Top of Data in this exercise
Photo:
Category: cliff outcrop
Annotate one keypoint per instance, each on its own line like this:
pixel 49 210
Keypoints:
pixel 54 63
Bottom of Data in this exercise
▶ [What the task requires] Find the line that contains "Annotate one keypoint". Repeat it and every line after it, exactly as written, up to and including the last line of the records above.

▶ [Solution to this exercise]
Annotate one keypoint per instance, each on its own line like this:
pixel 49 210
Keypoints:
pixel 54 63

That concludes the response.